---------- INFORMATION SHOWN

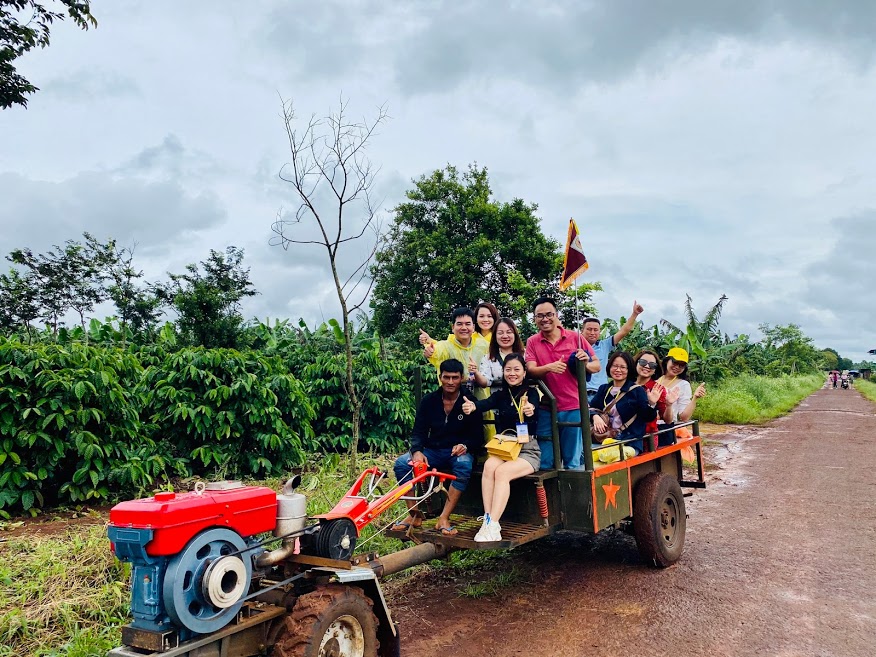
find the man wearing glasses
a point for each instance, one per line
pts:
(547, 358)
(602, 348)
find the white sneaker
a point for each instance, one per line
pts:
(483, 534)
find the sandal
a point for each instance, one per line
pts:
(447, 531)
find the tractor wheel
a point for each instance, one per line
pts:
(335, 620)
(659, 519)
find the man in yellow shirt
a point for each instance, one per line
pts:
(464, 344)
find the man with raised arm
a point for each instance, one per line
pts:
(602, 348)
(547, 355)
(444, 438)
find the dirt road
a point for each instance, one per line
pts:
(780, 560)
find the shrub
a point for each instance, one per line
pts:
(235, 413)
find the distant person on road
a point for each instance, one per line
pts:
(516, 409)
(444, 438)
(591, 330)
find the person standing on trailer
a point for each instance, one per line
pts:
(591, 330)
(547, 353)
(444, 438)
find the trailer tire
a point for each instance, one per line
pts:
(335, 620)
(659, 519)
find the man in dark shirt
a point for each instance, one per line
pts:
(444, 438)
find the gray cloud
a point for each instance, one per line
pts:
(564, 44)
(155, 214)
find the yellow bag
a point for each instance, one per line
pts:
(505, 446)
(613, 455)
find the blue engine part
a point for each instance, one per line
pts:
(197, 591)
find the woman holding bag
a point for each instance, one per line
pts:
(516, 408)
(630, 407)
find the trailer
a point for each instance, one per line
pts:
(205, 583)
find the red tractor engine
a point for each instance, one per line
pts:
(193, 554)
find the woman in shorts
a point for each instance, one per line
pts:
(516, 408)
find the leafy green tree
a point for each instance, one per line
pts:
(450, 245)
(18, 37)
(793, 351)
(208, 302)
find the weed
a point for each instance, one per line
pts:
(755, 399)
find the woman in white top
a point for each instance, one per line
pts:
(679, 396)
(506, 340)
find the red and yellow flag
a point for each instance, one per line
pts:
(574, 261)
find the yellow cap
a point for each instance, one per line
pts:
(678, 354)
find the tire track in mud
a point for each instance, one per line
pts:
(780, 559)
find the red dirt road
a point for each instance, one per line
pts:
(780, 560)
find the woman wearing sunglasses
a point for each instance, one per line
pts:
(679, 397)
(647, 367)
(630, 406)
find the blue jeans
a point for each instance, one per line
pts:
(571, 446)
(440, 459)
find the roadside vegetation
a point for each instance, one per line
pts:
(755, 399)
(866, 388)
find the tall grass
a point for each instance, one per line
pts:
(755, 399)
(866, 388)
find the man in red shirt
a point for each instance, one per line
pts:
(547, 356)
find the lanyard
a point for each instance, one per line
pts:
(518, 404)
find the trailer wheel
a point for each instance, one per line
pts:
(659, 519)
(335, 620)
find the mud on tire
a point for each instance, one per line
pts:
(659, 519)
(334, 620)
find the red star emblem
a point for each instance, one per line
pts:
(611, 490)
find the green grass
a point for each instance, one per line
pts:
(866, 388)
(61, 595)
(754, 399)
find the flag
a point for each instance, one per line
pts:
(574, 261)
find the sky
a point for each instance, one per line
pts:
(703, 148)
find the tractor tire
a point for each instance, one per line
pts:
(335, 620)
(659, 519)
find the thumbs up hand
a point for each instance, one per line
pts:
(468, 406)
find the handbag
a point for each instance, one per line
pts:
(610, 432)
(505, 445)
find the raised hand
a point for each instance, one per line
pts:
(581, 354)
(637, 309)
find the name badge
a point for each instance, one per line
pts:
(522, 432)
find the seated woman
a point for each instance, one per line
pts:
(647, 367)
(630, 406)
(515, 404)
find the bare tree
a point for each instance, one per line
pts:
(333, 183)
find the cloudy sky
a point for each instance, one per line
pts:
(703, 147)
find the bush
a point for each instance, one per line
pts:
(70, 424)
(239, 413)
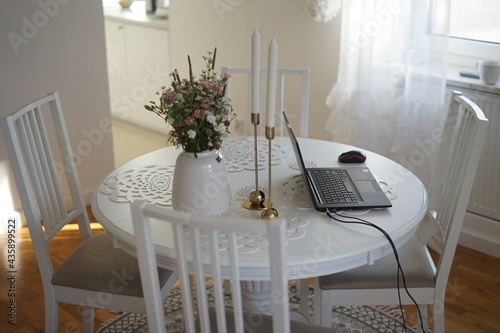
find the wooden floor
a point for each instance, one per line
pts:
(472, 300)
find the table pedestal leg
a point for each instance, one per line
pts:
(256, 298)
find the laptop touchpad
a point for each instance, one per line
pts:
(365, 186)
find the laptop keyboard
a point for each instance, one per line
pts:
(330, 186)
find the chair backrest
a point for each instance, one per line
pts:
(461, 144)
(39, 176)
(281, 98)
(208, 246)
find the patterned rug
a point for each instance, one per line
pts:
(348, 319)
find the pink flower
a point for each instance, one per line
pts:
(168, 97)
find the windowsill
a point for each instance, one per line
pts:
(454, 79)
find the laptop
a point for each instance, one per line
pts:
(339, 188)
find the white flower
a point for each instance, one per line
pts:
(212, 120)
(221, 128)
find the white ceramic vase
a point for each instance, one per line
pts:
(201, 184)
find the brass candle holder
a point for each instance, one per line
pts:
(269, 211)
(256, 197)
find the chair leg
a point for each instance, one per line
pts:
(88, 319)
(322, 308)
(227, 287)
(51, 315)
(425, 318)
(438, 319)
(303, 292)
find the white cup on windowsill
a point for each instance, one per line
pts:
(489, 71)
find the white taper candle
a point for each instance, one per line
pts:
(256, 72)
(271, 82)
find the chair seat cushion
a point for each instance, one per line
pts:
(98, 266)
(414, 260)
(261, 323)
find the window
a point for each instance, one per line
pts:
(475, 20)
(474, 30)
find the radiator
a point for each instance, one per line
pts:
(485, 196)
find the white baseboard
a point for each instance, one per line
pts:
(481, 234)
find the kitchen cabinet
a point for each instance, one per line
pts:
(138, 64)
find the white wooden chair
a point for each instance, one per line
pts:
(376, 284)
(96, 274)
(198, 250)
(283, 75)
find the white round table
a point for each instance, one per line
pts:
(316, 244)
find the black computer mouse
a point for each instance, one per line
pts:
(352, 156)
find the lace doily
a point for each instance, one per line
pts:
(152, 183)
(239, 154)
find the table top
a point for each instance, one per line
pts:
(316, 245)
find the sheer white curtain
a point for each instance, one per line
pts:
(389, 96)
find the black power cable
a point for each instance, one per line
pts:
(400, 269)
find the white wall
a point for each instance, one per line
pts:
(56, 45)
(198, 26)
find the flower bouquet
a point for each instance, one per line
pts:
(197, 109)
(200, 114)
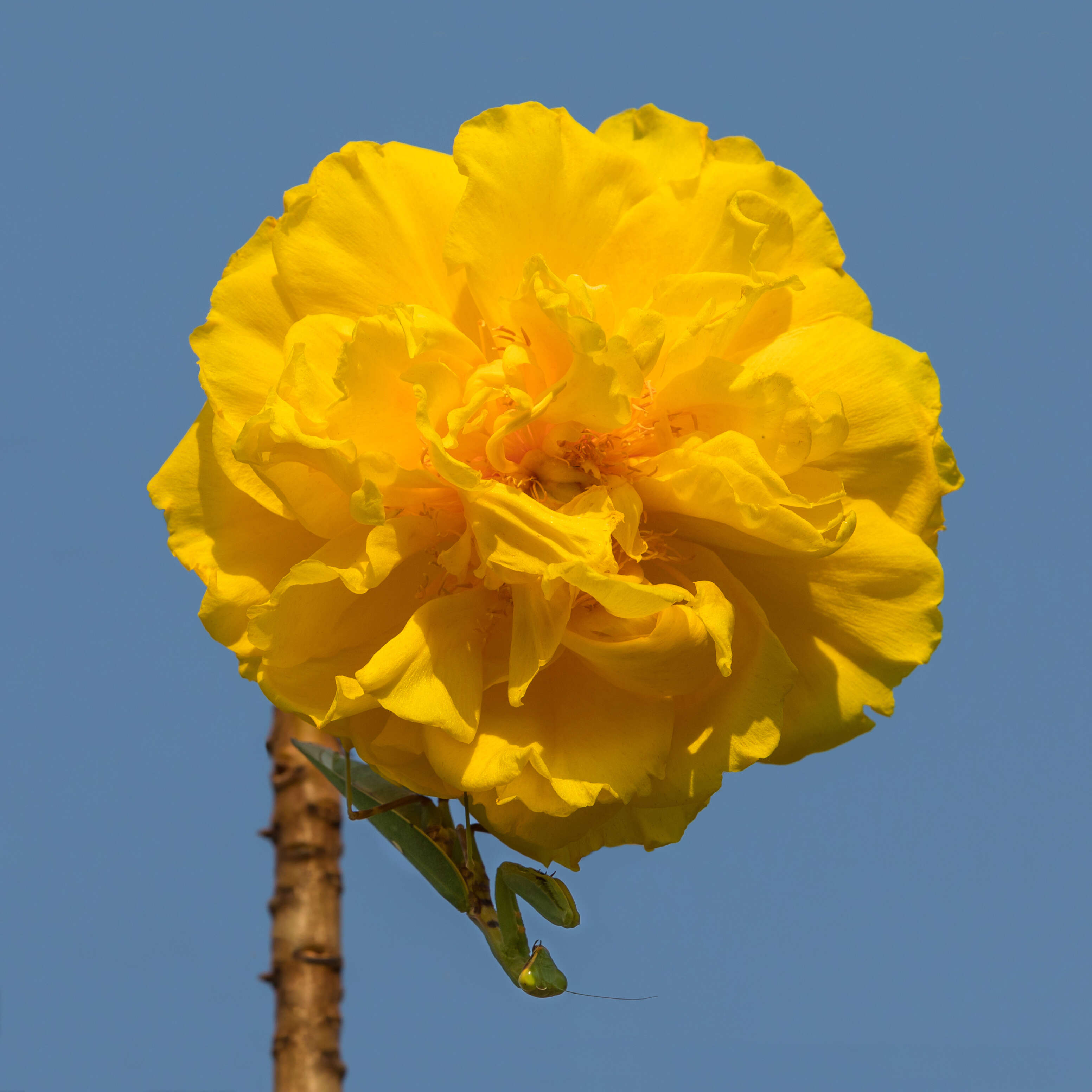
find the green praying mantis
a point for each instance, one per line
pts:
(422, 829)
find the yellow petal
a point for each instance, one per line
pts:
(538, 184)
(624, 596)
(368, 231)
(432, 672)
(242, 344)
(677, 657)
(577, 731)
(726, 482)
(854, 624)
(670, 233)
(670, 148)
(538, 626)
(315, 628)
(892, 401)
(240, 549)
(517, 534)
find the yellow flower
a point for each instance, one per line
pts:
(566, 472)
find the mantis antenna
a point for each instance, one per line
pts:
(603, 997)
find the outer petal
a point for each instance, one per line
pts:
(538, 184)
(241, 346)
(854, 624)
(432, 672)
(728, 727)
(316, 627)
(692, 226)
(579, 733)
(894, 454)
(240, 549)
(368, 231)
(670, 147)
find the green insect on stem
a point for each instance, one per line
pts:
(424, 832)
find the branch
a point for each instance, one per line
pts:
(306, 912)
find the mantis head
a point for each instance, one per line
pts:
(541, 977)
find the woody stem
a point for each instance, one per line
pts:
(306, 915)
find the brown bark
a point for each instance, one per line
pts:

--------------------

__WHAT YOU NEED TO DO__.
Every line from the data above that contains "tree" must appear in the answer.

__RESULT OF THIS TASK__.
find the leafy green tree
find the bare tree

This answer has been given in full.